• [What the exercise asks]: Line by line, output the data that follows exactly as written.

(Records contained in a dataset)
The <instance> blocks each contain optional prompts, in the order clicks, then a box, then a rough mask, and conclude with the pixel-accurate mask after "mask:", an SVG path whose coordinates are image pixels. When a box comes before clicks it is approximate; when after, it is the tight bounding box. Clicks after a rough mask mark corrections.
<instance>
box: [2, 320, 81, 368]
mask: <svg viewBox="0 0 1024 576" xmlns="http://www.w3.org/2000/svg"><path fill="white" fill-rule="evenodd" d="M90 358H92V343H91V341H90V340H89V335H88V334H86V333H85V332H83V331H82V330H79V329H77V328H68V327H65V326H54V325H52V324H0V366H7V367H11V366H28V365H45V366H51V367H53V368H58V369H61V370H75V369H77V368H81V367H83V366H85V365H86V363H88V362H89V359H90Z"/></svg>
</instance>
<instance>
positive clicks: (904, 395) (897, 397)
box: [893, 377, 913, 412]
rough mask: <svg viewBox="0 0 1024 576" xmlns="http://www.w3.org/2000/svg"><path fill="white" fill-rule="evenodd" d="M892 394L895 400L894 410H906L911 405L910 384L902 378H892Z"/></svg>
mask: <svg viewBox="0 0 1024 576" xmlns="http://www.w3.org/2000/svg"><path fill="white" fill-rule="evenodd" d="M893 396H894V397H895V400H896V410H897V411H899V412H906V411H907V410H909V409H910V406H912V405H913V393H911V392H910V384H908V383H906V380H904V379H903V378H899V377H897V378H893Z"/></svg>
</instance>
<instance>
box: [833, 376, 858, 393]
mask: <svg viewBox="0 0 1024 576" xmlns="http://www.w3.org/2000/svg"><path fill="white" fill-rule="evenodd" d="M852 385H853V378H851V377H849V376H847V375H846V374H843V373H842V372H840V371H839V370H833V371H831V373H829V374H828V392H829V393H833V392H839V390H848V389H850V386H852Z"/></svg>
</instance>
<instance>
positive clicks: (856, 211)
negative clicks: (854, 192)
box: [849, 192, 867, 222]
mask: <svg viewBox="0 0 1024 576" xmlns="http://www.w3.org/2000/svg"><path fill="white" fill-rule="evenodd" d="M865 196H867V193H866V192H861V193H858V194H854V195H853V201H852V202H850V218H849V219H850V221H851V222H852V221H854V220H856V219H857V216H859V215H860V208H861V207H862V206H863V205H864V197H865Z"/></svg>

• [Response to this exercise]:
The <instance> blocks each contain optional prompts, in the order clicks, then a box, then a rough mask, and conclude with the pixel-accurate mask after "mask:", an SVG path whose coordinates are image pixels. When a box comes before clicks it is approximate; when after, it is the tight bounding box. Clicks after a rough mask mark corrections.
<instance>
box: [2, 320, 81, 368]
mask: <svg viewBox="0 0 1024 576" xmlns="http://www.w3.org/2000/svg"><path fill="white" fill-rule="evenodd" d="M90 358H92V343H91V341H90V340H89V335H88V334H86V333H85V332H83V331H82V330H79V329H77V328H68V327H65V326H54V325H52V324H0V366H7V367H11V366H28V365H45V366H51V367H53V368H58V369H61V370H75V369H77V368H81V367H83V366H85V365H86V363H88V362H89V359H90Z"/></svg>
</instance>
<instance>
positive clicks: (904, 395) (897, 397)
box: [893, 377, 913, 412]
rough mask: <svg viewBox="0 0 1024 576" xmlns="http://www.w3.org/2000/svg"><path fill="white" fill-rule="evenodd" d="M892 394L895 400L894 410H906L911 405L910 384L902 378H892Z"/></svg>
mask: <svg viewBox="0 0 1024 576" xmlns="http://www.w3.org/2000/svg"><path fill="white" fill-rule="evenodd" d="M893 396H894V397H895V400H896V410H897V411H899V412H906V411H907V410H909V409H910V406H912V405H913V393H911V392H910V384H908V383H906V380H904V379H903V378H899V377H897V378H893Z"/></svg>
</instance>
<instance>
box: [833, 376, 858, 393]
mask: <svg viewBox="0 0 1024 576" xmlns="http://www.w3.org/2000/svg"><path fill="white" fill-rule="evenodd" d="M852 385H853V378H851V377H849V376H847V375H846V374H843V373H842V372H840V371H839V370H833V371H831V373H829V374H828V392H829V393H833V392H839V390H848V389H850V386H852Z"/></svg>
</instance>
<instance>
positive clicks: (856, 211)
negative clicks: (854, 192)
box: [849, 192, 867, 222]
mask: <svg viewBox="0 0 1024 576" xmlns="http://www.w3.org/2000/svg"><path fill="white" fill-rule="evenodd" d="M865 196H867V193H866V192H861V193H858V194H854V195H853V201H852V202H850V218H849V219H850V221H851V222H852V221H854V220H856V219H857V216H859V215H860V208H861V207H862V206H863V205H864V197H865Z"/></svg>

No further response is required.